QUOTED PASSAGE:
— start —

The International Space Station is an orbiting laboratory and construction site that synthesizes the scientific expertise of 16 nations to maintain a permanent human outpost in space. While floating some 240 miles (390 kilometers) above Earth's surface, the space station has hosted a rotating international crew since November 2000. Astronauts and supplies are ferried by the U.S. space shuttles and the Russian Soyuz and Progress spacecraft.

 

Astronauts who reach the facility aboard one of these missions typically live and work in orbit for about six months. Simply by spending time in orbit, astronauts reveal much more about how humans can live and work in space. Crews have learned the difficulties of diet, in a world in which their sense of taste is decreased, and of getting a good night's sleep while secured to a non-floating object. But the crew is also occupied with a full suite of scientific experiments, the ongoing improvement and construction of the station, and a rigorous regime of physical training. Astronauts must exercise for two hours each day to counteract the detrimental effects of low gravity on the body's skeleton and circulatory system.

 

Ongoing Construction: The station has been under construction since November of 1998. In that year the first piece of its structure, the Zarya Control Module, was launched into orbit with a Russian Proton rocket. In 2008, the two-billion-dollar science lab Columbus was added to the station, increasing the structure to eight rooms. The floating facility's design features a series of cylinder modules attached to a larger truss of a dozen segments. The Zarya Module is mainly used for storage and external fuel tanks, while the Zvezda Service Module houses the crew's living quarters and the station's many life-supporting systems. The space station is powered by solar panels and cooled by loops that radiate heat away from the modules. The station's Destiny laboratory functions as a unique floating facility for tests of materials, technologies, and much more.

— end —

RAW DATA:
— start —

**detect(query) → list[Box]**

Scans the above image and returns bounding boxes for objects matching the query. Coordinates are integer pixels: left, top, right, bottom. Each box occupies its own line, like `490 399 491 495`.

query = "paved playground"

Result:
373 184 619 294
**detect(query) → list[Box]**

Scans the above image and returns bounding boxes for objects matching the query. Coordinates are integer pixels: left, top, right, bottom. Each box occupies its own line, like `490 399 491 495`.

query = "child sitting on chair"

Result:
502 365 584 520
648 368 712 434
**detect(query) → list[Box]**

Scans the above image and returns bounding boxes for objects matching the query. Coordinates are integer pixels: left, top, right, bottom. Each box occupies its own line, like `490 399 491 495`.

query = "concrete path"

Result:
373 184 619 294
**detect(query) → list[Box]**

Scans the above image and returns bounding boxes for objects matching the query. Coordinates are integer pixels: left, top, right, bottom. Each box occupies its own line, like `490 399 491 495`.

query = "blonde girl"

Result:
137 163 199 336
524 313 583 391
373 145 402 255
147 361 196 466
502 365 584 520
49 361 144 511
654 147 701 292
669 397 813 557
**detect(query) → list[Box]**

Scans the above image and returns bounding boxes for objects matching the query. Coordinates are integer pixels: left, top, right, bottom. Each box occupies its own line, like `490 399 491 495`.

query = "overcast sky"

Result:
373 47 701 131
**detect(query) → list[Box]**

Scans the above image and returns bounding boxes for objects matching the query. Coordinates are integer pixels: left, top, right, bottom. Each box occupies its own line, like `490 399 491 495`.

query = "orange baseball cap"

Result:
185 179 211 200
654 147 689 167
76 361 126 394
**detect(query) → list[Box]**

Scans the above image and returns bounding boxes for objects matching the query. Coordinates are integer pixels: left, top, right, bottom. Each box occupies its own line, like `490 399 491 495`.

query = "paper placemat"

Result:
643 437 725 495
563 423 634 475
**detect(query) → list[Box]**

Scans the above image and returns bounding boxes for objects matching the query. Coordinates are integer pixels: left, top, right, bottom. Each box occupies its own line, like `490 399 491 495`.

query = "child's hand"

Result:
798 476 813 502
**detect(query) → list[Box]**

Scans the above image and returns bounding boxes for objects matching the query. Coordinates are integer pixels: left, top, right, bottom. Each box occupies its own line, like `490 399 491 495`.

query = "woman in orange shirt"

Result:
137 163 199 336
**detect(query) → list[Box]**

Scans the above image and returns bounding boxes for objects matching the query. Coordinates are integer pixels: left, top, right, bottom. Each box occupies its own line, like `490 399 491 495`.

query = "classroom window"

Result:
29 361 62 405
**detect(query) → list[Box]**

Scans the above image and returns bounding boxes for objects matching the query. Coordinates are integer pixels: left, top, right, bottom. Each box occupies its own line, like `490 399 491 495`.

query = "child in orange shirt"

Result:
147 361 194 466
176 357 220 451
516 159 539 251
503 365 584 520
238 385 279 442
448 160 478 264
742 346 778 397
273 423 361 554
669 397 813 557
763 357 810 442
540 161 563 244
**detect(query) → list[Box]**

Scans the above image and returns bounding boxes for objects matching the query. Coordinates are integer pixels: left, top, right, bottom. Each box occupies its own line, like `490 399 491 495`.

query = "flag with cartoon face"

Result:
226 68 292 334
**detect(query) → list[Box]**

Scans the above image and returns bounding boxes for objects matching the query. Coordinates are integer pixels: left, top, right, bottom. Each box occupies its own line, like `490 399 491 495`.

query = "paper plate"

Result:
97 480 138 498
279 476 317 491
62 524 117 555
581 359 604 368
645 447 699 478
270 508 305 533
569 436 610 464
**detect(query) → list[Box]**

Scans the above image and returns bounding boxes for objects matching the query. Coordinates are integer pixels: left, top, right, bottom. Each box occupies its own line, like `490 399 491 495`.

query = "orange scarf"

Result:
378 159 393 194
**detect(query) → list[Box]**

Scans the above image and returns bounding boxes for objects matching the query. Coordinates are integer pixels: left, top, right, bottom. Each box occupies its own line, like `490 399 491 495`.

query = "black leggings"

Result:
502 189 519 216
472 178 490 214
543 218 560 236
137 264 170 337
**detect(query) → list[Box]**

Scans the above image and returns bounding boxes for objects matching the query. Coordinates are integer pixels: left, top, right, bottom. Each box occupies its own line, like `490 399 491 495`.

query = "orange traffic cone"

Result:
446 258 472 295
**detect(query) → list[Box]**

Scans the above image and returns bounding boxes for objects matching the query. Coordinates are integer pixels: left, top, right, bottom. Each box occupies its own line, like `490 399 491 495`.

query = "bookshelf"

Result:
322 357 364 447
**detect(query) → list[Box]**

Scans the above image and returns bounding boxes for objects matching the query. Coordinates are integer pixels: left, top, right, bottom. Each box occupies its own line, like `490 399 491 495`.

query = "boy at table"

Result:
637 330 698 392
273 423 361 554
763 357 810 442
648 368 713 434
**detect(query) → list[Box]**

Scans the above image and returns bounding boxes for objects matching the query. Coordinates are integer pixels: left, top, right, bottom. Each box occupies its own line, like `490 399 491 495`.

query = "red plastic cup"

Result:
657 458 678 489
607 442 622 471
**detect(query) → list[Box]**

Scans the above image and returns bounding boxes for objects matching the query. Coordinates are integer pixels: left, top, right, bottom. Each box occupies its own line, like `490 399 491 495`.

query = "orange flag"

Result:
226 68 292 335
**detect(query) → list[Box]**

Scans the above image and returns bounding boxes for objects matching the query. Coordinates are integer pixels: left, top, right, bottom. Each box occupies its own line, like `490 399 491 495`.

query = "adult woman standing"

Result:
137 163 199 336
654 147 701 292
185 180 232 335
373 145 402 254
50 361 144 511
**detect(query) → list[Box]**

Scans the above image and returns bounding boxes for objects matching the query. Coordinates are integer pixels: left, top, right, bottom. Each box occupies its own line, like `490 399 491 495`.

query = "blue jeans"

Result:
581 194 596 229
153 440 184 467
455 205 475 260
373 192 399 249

— end —

TASK LIST:
1: Recast the rows, from their start to the line with "648 368 712 434", as a two-column CSV with the headers request and result. Give one CSV line per request, holding its text and its answer, each in a single quoted field with line breaks turned into spaces.
2: Continue the passage on the International Space Station from where it stops.

RESULTS OF THE TASKS:
1:
request,result
"**detect(query) → list[Box]** Scans the above image and returns bounding boxes for objects matching the query. Coordinates are integer pixels: left, top, right, bottom. Each box occupies its own line, like `490 399 491 495`. query = ""paved playground"" Result:","373 184 619 294"
"**detect(query) → list[Box]** Scans the above image and returns bounding boxes for objects matching the query. Coordinates are integer pixels: left, top, right, bottom. Each box occupies its own line, like `490 399 491 495`. query = ""child sitting on chair"" Result:","502 365 584 520 648 368 712 434"

2:
 

The Columbus lab was designed to house experiments in life sciences, fluid physics, and other fields. Docking ports allow the station to be visited by a growing variety of spacecraft, and the Quest Airlock enables access for the frequent spacewalks essential to the facility's continuing construction. Canadarm2 is another important feature of the space station. This Canadian-built apparatus is a large, remote-controlled space arm that functions as a crane and can be utilized for a wide variety of tasks. The International Space Station may be completed by the end of this decade. When construction is finished, six crew members will be able to live and work in a space larger than a typical five-bedroom house.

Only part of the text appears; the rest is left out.